Excerpts from annotation records >>
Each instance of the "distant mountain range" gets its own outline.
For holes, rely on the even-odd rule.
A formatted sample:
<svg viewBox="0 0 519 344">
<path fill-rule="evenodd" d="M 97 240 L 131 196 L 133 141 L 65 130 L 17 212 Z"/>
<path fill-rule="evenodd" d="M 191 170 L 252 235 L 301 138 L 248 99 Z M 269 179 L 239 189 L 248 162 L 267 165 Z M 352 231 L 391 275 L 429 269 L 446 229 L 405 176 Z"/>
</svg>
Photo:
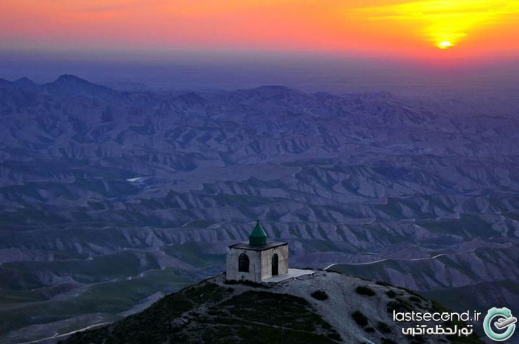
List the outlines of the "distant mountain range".
<svg viewBox="0 0 519 344">
<path fill-rule="evenodd" d="M 519 304 L 519 113 L 457 106 L 0 80 L 0 339 L 142 310 L 222 271 L 257 219 L 293 266 Z"/>
</svg>

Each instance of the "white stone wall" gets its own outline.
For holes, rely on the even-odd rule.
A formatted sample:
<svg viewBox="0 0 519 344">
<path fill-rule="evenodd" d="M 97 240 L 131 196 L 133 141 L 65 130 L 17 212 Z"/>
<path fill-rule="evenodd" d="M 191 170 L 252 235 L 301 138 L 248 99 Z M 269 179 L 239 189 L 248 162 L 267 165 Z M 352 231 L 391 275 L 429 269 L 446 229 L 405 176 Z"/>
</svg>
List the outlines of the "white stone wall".
<svg viewBox="0 0 519 344">
<path fill-rule="evenodd" d="M 278 246 L 262 252 L 262 280 L 272 277 L 272 256 L 278 254 L 278 275 L 288 273 L 288 245 Z"/>
<path fill-rule="evenodd" d="M 238 270 L 240 254 L 244 253 L 249 258 L 249 272 Z M 231 280 L 249 280 L 259 283 L 272 277 L 272 256 L 278 254 L 279 275 L 288 273 L 288 245 L 278 246 L 264 251 L 253 251 L 227 247 L 226 278 Z"/>
<path fill-rule="evenodd" d="M 244 253 L 249 257 L 249 272 L 238 271 L 238 259 Z M 255 282 L 262 281 L 261 252 L 227 247 L 226 261 L 226 278 L 237 281 L 247 280 Z"/>
</svg>

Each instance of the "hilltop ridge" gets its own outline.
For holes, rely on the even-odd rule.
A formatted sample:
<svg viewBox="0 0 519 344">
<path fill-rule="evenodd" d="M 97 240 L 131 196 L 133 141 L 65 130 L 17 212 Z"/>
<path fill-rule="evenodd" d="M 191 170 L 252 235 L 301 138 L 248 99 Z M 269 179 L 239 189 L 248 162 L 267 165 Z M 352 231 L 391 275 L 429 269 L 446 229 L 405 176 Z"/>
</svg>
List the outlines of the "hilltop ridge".
<svg viewBox="0 0 519 344">
<path fill-rule="evenodd" d="M 393 310 L 438 307 L 401 288 L 324 270 L 268 284 L 229 283 L 220 275 L 64 343 L 480 343 L 474 335 L 405 336 L 392 319 Z"/>
</svg>

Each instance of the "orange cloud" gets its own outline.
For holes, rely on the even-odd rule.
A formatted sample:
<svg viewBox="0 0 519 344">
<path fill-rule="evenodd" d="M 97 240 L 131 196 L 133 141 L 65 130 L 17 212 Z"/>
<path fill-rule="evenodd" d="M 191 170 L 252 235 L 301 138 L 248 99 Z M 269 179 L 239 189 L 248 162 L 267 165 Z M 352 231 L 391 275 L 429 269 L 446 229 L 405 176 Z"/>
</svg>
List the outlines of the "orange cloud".
<svg viewBox="0 0 519 344">
<path fill-rule="evenodd" d="M 416 57 L 436 54 L 436 46 L 466 55 L 518 54 L 518 3 L 4 0 L 0 48 L 309 50 Z"/>
</svg>

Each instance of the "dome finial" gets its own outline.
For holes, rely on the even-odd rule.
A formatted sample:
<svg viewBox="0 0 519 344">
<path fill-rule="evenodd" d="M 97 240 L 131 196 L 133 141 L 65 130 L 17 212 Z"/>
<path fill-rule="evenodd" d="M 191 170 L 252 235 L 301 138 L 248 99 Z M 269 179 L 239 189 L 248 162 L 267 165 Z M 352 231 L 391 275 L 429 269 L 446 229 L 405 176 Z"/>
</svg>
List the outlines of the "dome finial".
<svg viewBox="0 0 519 344">
<path fill-rule="evenodd" d="M 256 226 L 249 235 L 250 246 L 262 246 L 267 244 L 267 233 L 263 230 L 260 220 L 256 220 Z"/>
</svg>

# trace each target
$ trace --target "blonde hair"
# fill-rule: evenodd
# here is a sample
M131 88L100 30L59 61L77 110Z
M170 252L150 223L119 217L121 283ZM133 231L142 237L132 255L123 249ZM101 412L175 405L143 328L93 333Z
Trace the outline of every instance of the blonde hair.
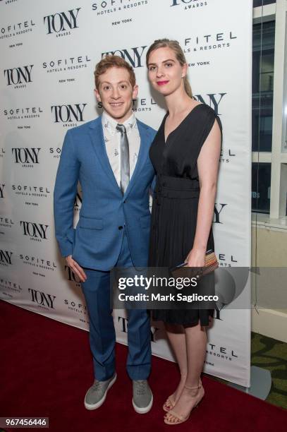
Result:
M177 40L170 40L169 39L164 38L164 39L158 39L155 40L154 43L152 44L149 48L148 49L147 52L147 56L146 56L147 66L148 65L149 56L152 54L152 52L154 51L155 49L157 49L158 48L165 48L165 47L170 48L173 51L174 54L176 54L176 59L179 61L181 66L183 66L184 64L187 63L185 56L183 54L183 51L182 50L181 47L178 42L178 41ZM187 75L185 75L185 76L183 78L183 83L184 83L184 89L186 93L190 97L193 97L193 92L192 92L191 86L190 86Z

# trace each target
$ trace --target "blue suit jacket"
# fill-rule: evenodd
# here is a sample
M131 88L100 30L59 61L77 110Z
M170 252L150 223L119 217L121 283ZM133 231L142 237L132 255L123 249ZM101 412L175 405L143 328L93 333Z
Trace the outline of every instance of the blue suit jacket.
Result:
M54 193L56 237L63 256L81 266L109 270L116 264L126 225L134 265L147 265L150 213L149 189L154 176L149 150L156 131L138 121L140 147L123 196L106 151L102 117L68 131ZM82 186L80 218L73 229L78 181Z

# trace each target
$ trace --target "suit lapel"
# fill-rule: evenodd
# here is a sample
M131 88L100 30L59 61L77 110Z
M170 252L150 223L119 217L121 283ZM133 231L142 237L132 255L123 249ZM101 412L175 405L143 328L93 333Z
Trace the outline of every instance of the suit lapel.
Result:
M104 171L114 186L116 187L118 193L121 195L121 189L119 188L116 182L116 177L114 176L111 164L109 163L108 155L106 154L106 144L104 142L103 128L102 125L102 116L98 117L91 123L89 133L94 150L97 153Z

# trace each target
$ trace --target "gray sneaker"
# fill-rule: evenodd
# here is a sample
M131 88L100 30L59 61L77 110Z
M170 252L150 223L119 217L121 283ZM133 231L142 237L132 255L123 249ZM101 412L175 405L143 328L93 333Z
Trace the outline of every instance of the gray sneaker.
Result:
M116 380L116 373L106 381L94 380L94 384L89 388L85 396L85 407L87 409L97 409L104 402L108 390L113 385Z
M147 380L133 381L133 407L138 414L145 414L152 407L153 396Z

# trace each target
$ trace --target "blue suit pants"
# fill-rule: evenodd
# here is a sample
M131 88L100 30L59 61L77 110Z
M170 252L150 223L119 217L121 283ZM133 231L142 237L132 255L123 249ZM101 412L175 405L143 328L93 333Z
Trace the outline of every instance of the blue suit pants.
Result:
M128 239L123 234L116 267L133 267ZM110 272L85 269L82 282L90 320L90 345L95 378L110 378L115 372L116 334L110 306ZM150 322L145 309L128 309L128 354L126 369L132 380L147 379L151 368Z

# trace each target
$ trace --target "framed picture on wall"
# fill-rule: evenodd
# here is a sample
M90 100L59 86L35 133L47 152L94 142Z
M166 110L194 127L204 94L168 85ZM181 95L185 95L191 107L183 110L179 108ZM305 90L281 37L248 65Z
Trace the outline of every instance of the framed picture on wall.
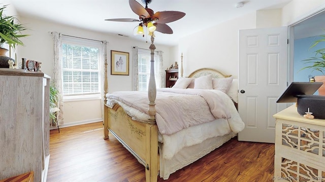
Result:
M111 75L129 75L128 52L111 50Z

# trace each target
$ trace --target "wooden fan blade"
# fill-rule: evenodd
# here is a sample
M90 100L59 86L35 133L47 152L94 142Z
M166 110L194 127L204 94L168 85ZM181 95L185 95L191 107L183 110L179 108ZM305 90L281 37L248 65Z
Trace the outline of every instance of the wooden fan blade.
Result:
M139 20L134 18L115 18L115 19L107 19L106 21L122 21L125 22L134 22L136 21L141 21Z
M139 16L144 18L148 18L150 17L147 10L136 0L128 0L128 4L130 5L132 11Z
M158 23L167 23L179 20L183 18L185 15L184 13L179 11L158 11L152 16L152 19ZM158 20L156 21L155 18Z
M162 33L173 34L173 30L166 24L154 23L153 24L156 26L156 31Z

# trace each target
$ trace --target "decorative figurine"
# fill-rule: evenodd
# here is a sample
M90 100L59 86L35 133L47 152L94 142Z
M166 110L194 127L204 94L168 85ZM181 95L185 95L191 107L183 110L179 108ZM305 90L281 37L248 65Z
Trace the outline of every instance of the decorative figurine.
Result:
M17 65L15 64L15 62L12 60L8 60L8 64L9 64L9 68L10 69L16 69L17 68Z
M304 118L306 119L314 119L315 117L314 116L312 115L313 113L311 113L309 112L309 107L308 107L308 112L305 112L305 115L304 115Z
M174 66L174 69L178 69L178 64L177 64L177 61L175 61L175 66Z
M173 67L174 67L174 66L173 65L173 64L172 64L172 65L170 66L170 67L168 69L173 69Z

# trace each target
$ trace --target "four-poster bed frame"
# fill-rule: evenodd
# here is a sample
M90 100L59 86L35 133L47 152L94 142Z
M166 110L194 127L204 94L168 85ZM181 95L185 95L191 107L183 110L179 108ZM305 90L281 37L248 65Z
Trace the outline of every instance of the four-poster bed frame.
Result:
M108 139L109 131L146 168L146 181L156 181L158 176L159 162L158 154L158 128L156 124L155 108L156 88L154 79L154 50L156 49L151 36L150 50L150 75L149 80L148 96L149 103L149 120L148 123L132 122L122 107L116 104L110 108L106 104L108 93L107 79L107 59L105 63L104 80L104 138ZM114 118L115 122L109 118ZM117 119L120 119L117 120ZM123 121L124 120L124 121ZM125 122L126 121L126 122ZM129 128L132 128L130 135ZM144 148L143 148L144 147Z
M156 89L153 66L154 51L155 49L153 44L153 37L151 37L151 44L149 47L151 51L151 69L148 92L149 100L148 103L149 116L149 122L147 123L133 120L119 104L115 104L114 106L110 106L107 104L106 94L108 93L107 59L105 63L106 77L104 82L104 139L108 139L109 131L110 132L137 158L138 161L145 166L147 182L157 181L160 167L158 131L155 118ZM181 77L183 77L182 55L181 57L182 60L180 74ZM214 74L215 78L226 78L231 76L224 75L214 69L202 68L194 71L189 75L189 77L197 78L202 76L202 74ZM230 139L234 135L232 136L229 136L228 139Z

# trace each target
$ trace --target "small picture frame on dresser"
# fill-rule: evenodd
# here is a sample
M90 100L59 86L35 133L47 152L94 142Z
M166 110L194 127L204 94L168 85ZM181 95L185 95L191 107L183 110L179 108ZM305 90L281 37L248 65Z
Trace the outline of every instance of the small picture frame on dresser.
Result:
M27 59L21 58L21 69L27 69L27 67L26 67L26 61L27 61Z

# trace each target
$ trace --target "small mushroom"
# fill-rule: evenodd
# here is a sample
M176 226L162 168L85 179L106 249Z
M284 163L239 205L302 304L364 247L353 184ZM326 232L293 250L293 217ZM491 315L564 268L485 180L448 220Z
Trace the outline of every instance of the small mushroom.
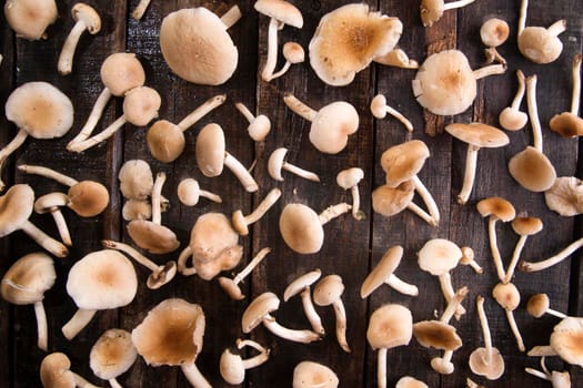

DIRECTIONS FOR THIS TASK >> Which lines in the records above contain the string "wall"? Extract each of them in full.

EXERCISE SOLUTION >>
Each instance of the "white stone wall" gets its own outline.
List the outlines of the "white stone wall".
$ trace --target "framed picture on wall"
Trace the outline of every instance of the framed picture on wall.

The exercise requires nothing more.